● Requirements
Give the material once more, word for word, without any images.

--- start Material to process ---

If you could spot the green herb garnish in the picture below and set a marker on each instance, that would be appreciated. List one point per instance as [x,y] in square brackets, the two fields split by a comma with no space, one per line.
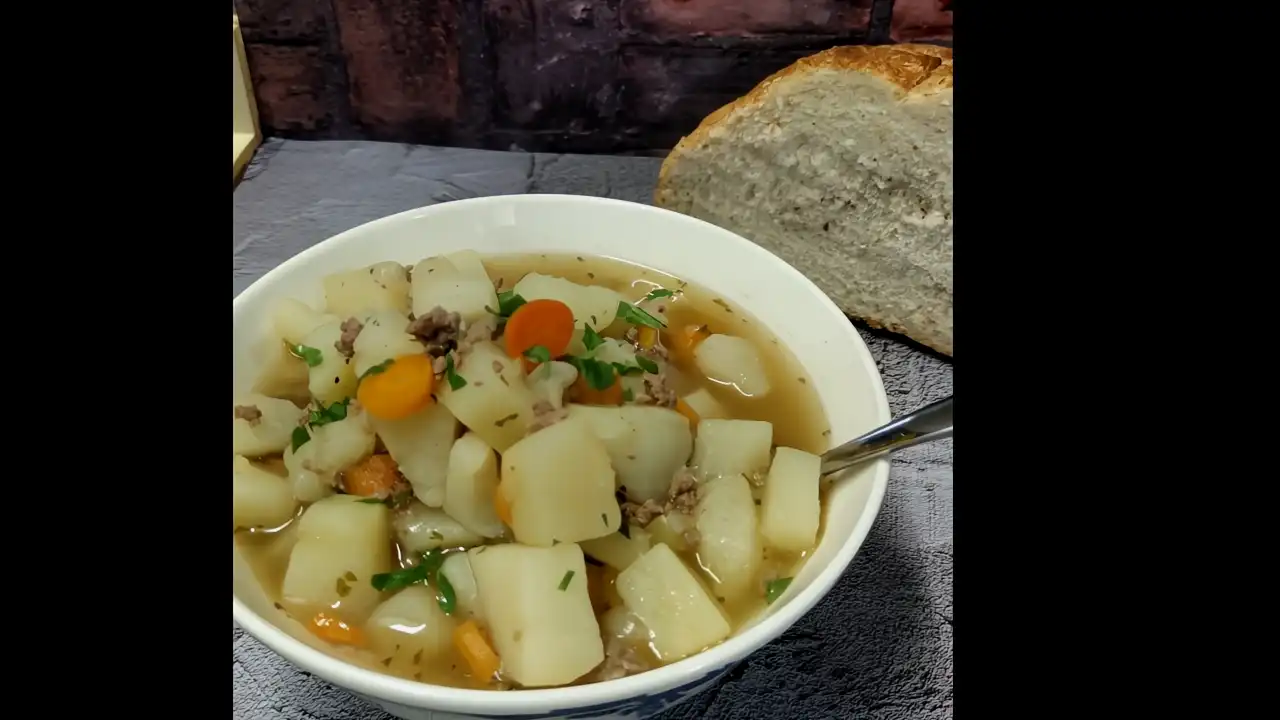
[456,381]
[406,577]
[638,317]
[446,597]
[773,589]
[657,294]
[378,369]
[590,338]
[539,354]
[508,302]
[300,437]
[310,355]
[332,414]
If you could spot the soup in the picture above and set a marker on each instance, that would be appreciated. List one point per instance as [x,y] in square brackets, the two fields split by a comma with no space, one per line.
[524,472]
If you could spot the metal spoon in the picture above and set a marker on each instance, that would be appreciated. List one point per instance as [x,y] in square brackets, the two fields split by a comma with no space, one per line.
[927,424]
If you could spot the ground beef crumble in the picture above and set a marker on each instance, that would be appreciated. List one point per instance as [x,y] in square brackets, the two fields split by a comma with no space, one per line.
[438,331]
[545,415]
[346,345]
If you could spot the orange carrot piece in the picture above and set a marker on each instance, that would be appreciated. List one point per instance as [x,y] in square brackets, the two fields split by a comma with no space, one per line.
[682,342]
[501,506]
[374,475]
[584,393]
[401,390]
[548,323]
[332,629]
[475,650]
[689,413]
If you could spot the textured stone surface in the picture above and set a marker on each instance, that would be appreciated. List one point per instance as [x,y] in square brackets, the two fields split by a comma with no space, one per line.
[877,647]
[920,21]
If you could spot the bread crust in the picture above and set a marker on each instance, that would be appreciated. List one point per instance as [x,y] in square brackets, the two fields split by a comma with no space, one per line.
[914,69]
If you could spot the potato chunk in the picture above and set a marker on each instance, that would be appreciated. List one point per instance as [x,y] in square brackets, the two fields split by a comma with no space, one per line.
[342,545]
[259,499]
[681,618]
[732,447]
[791,510]
[539,611]
[496,404]
[383,286]
[560,486]
[645,443]
[730,548]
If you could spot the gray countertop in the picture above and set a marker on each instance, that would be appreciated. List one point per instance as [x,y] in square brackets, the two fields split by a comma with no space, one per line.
[878,646]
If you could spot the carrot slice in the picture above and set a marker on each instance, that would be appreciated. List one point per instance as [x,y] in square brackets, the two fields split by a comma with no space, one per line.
[548,323]
[689,413]
[401,390]
[374,475]
[682,342]
[584,393]
[501,506]
[475,650]
[332,629]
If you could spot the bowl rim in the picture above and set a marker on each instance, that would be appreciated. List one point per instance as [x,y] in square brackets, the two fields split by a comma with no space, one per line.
[380,687]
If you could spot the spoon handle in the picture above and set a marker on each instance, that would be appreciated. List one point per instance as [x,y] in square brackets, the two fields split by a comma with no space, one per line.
[927,424]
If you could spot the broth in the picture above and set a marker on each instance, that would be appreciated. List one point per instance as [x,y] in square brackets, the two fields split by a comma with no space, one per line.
[791,408]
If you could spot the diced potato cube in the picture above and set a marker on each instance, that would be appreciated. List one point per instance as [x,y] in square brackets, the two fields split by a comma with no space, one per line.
[730,548]
[539,613]
[618,551]
[734,361]
[496,404]
[270,432]
[342,545]
[260,499]
[791,510]
[560,486]
[681,618]
[411,629]
[420,445]
[420,528]
[732,447]
[383,286]
[645,443]
[439,282]
[472,478]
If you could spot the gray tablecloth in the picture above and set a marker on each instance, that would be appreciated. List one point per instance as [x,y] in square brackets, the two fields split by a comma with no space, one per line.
[878,646]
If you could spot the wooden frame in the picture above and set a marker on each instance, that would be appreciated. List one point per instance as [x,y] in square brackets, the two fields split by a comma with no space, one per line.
[246,135]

--- end Material to process ---

● Completed task
If you could spot the green herb garnish in the picture below and set a marker on each instance, that would be appreciated. List one point per instance as [x,y] in square brackets, the two fields split by a comma with no space, one per line.
[456,381]
[406,577]
[638,317]
[446,597]
[773,589]
[657,294]
[378,369]
[590,338]
[539,354]
[508,302]
[300,437]
[310,355]
[332,414]
If you could spot the soup in the picture above and set a marker on each instance, that would be appreciated. List one point per instance as [x,y] in square brackets, the two fields split by a comma with no space, one per line.
[524,472]
If you could spot the metal spoon in the picture above and set a marker on each instance, that would be appreciated. List one point per instance as [x,y] in square brackets, the two fields split by a comma with no space, one per line.
[927,424]
If you could spot the ground beef crumble in the picture above and set a marker on each instance, that would be appreciated. List one point per instance as [x,y] in square brackets, the two fields split by a comma with no space, one per line.
[438,331]
[545,415]
[346,345]
If you could spot the orange carrot piece in the picture above and set a marker on each instance, that would be appreciated. List one point per instance as [x,y] in square brackets, the two fields split by a comma with no space, one per line.
[682,342]
[501,506]
[374,475]
[584,393]
[401,390]
[548,323]
[332,629]
[475,650]
[689,413]
If you could spot the textured stone surface in the picture above and set a marker on each instance, that would be appreciated. List one point per instance as [x,y] in square brackets, the two fields split by a comma with no space, one per line.
[877,647]
[920,21]
If you could spot the bread crust in the picture above and set a marker on each instance, that would be appreciated. List one point per instance as [x,y] in square brackets, the two fields split by a comma with no space, one per line.
[914,69]
If you could spot the potato chunk in the picture above and set a marker on each instance, that would be appreciated. List one point per instance as [x,y] in square brackets, the two fields split by a comma with no space, one per line.
[342,545]
[259,499]
[681,618]
[732,447]
[791,510]
[539,611]
[496,404]
[383,286]
[560,486]
[645,443]
[730,548]
If you could spot the gray countertop in the picture above and set a marker on each instance, that would be appreciated. List one point per instance as [x,y] in square brackets, the two fields split by a comma with no space, one per line.
[878,646]
If you could spot the carrot slice in the picture above and set a marker on each instance, that would be appreciated. List one point per instance as [x,y] in square brackets, the two fields split by a comma with no space, one per line.
[548,323]
[689,413]
[401,390]
[374,475]
[682,342]
[584,393]
[501,506]
[475,650]
[332,629]
If you could spot the bowl rim in the picture above and set a marker on each instance, that would be appreciated. List one point per instance as [x,y] in square brackets, the two fields split by a comma with no space, one per line.
[380,687]
If you could spot the spoon handle in the picture above and set a marker on each instance, that would be appreciated. List one point per instance as [x,y] in square brackets, the two fields split by a comma with no space, one per line.
[927,424]
If you could spot the broth in the picture above and set a marker on each instance, that would be appreciated. List one point per instance as [x,y] in square brackets, the two fields split by a comma with no space, one per line.
[791,408]
If you could spot the diced potato cube in the picture above and set a marker on each instance, that would be appreciated. List one point per instance as [x,y] in square brackets, the two fields split by a comma with no space, one per line.
[730,548]
[539,613]
[618,551]
[734,361]
[496,404]
[270,432]
[342,545]
[260,499]
[791,510]
[560,486]
[681,618]
[411,629]
[420,445]
[420,528]
[732,447]
[383,286]
[645,443]
[439,282]
[472,478]
If you could spot the gray tablecloth in the picture above and set a marker on each instance, that would be appreciated. List one point per instance as [x,y] in square brackets, the two fields split by a comma with no space, one per line.
[878,646]
If you could spot the wooden frame in the picture above and set a marker on each instance, that would be appreciated. List one point per instance as [x,y] in square brackets, the two fields split by a comma with no space, one per line.
[246,135]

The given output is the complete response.